#### [Segmentation mask data]
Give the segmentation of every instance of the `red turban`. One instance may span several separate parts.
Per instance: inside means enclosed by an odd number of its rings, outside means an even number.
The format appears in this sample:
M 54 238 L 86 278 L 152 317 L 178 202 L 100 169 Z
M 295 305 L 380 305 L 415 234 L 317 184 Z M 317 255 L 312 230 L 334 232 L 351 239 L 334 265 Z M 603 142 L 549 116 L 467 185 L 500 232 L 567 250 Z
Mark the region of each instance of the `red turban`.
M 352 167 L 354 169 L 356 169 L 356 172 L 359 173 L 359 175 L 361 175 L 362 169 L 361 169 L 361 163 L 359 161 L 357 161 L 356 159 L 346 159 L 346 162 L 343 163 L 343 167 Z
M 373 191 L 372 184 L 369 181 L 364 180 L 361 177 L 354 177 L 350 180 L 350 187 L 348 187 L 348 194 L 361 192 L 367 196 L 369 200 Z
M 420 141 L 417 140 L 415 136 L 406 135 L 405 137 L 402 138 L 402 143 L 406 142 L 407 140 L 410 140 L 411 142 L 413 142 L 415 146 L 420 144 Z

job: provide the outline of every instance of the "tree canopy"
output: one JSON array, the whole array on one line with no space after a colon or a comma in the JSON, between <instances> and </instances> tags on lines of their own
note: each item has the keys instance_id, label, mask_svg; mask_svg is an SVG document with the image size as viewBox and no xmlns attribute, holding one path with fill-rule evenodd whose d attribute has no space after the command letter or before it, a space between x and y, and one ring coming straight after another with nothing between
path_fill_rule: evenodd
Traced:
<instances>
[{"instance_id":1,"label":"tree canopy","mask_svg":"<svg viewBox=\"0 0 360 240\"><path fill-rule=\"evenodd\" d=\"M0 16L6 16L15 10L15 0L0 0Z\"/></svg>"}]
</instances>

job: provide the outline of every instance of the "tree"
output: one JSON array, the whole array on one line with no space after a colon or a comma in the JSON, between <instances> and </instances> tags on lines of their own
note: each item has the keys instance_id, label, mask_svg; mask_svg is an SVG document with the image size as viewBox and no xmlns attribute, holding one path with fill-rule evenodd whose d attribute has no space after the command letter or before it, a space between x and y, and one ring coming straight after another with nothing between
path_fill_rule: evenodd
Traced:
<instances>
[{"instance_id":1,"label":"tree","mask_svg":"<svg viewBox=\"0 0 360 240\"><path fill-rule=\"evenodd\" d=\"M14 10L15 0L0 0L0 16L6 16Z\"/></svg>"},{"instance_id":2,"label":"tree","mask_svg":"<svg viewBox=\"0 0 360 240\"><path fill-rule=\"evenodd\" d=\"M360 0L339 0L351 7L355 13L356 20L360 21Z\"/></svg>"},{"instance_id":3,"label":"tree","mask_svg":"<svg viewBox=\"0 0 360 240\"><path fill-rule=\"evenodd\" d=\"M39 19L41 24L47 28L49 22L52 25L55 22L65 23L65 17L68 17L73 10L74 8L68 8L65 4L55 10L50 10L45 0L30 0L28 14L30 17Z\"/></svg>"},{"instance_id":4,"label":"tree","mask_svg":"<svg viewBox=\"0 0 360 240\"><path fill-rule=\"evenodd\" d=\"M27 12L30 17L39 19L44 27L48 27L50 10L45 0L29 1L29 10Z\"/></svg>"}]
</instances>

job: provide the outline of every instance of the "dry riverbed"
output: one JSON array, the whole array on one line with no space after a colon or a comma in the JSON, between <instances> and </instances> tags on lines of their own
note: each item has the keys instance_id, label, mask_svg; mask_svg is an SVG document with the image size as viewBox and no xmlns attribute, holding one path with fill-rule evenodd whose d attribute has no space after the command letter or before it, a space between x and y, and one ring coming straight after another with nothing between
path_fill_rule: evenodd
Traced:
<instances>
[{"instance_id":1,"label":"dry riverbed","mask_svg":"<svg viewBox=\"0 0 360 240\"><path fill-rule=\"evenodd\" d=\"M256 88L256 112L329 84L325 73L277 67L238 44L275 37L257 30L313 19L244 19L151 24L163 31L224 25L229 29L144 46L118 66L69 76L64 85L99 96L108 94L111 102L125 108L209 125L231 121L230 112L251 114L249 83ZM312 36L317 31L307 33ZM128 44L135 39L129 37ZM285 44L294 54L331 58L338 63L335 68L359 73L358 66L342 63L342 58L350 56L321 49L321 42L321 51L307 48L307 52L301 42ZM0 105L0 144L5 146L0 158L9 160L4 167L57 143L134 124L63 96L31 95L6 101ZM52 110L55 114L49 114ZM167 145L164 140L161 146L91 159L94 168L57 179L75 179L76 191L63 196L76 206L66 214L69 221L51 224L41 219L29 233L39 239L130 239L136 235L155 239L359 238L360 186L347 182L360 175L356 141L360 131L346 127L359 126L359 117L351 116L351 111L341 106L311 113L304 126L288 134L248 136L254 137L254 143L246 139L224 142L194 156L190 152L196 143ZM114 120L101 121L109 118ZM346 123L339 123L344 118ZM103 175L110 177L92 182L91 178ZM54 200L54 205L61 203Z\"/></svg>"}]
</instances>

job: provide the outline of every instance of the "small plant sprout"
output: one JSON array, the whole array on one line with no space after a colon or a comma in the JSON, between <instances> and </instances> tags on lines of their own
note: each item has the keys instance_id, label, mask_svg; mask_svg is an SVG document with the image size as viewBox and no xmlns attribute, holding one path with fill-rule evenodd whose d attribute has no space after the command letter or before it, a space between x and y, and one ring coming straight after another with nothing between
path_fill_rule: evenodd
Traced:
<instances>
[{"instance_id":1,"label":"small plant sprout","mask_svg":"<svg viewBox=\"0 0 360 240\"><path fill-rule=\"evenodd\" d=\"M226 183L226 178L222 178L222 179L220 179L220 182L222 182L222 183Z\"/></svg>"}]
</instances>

#### [EXERCISE DETAILS]
From the data above, copy every line where "outline" appears.

#### [EXERCISE RESULT]
job: provide the outline of every instance of the "tree canopy"
job: provide the outline of every instance of the "tree"
job: provide the outline of every instance of the "dry riverbed"
job: provide the outline of every instance of the "small plant sprout"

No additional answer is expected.